Studio album by Lil' Romeo
- Released: September 21, 2004
- Recorded: 2003–2004
- Genre: Hip hop
- Length: 42:57
- Labels: The New No Limit; Koch;
- Producers: Nick Cannon (exec.) Myke Diesel, TheBeats.com, Master P (exec.)

Lil' Romeo chronology
| Game Time (2002) | Romeoland (2004) | Young Ballers: The Hood Been Good to Us (2005) |

Singles from Romeoland
- "My Cinderella" Released: November 9, 2004; "My Girlfriend" Released: 2004;

= Romeoland =

Romeoland is the third studio album by American rapper Lil' Romeo. It was released on September 21, 2004 by The New No Limit and Koch. Romeoland peaked at No. 70 on the US Billboard 200 and No. 29 on the Top R&B/Hip-Hop Albums chart.

==Critical reception==

AllMusic's David Jeffries called it "an inoffensive kids album", but said it didn't have a bloated track listing, contained fresh production and found Romeo to be "a confident rapper with just enough bravado and just enough charisma", saying: "It's rare that the eight-year-old set and their parents can agree on an album, but Romeoland ends up being not only tolerable for parents, but actually enjoyable. That's rare in any genre, let alone the thuggish world of rap." Steve 'Flash' Juon of RapReviews found Romeo to still be a terrible rapper with a "monotonous" and emotionless flow, poor attempts to display attitude by imitating both 50 Cent and the Terror Squad, and lackluster production that leave very few highlights throughout the record, saying: "Combined with a couple of terrible skits featuring creepy children's voices (think Lollipop Gang from Wizard of Oz if they were high on smack) and way too much banal music (not to mention terrible singing by Intyana) this album is not only an insult to eardrums everywhere, but entirely the wrong direction for Rome to be taking his life in."

───

— Problem statement —
Reproduce verbatim the stretch of the Romeoland article from "Studio album by Lil'" through "Master P (exec.)".

— Material provided —
───

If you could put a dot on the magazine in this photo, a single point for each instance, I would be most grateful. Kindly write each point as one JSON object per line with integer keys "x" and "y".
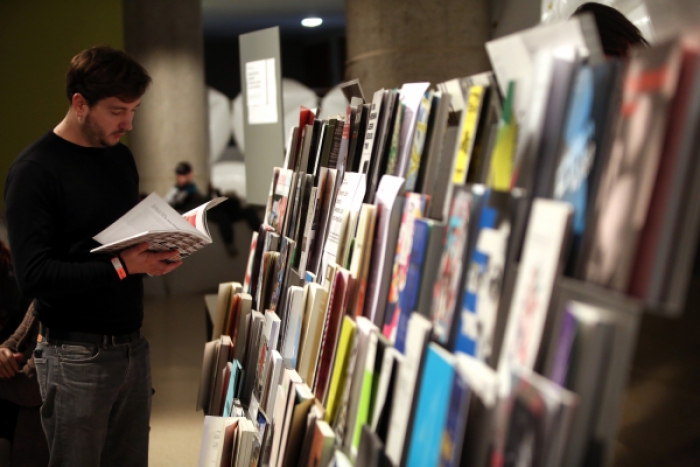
{"x": 154, "y": 221}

───

— Exercise output —
Studio album by Lil' Romeo
- Released: September 21, 2004
- Recorded: 2003–2004
- Genre: Hip hop
- Length: 42:57
- Labels: The New No Limit; Koch;
- Producers: Nick Cannon (exec.) Myke Diesel, TheBeats.com, Master P (exec.)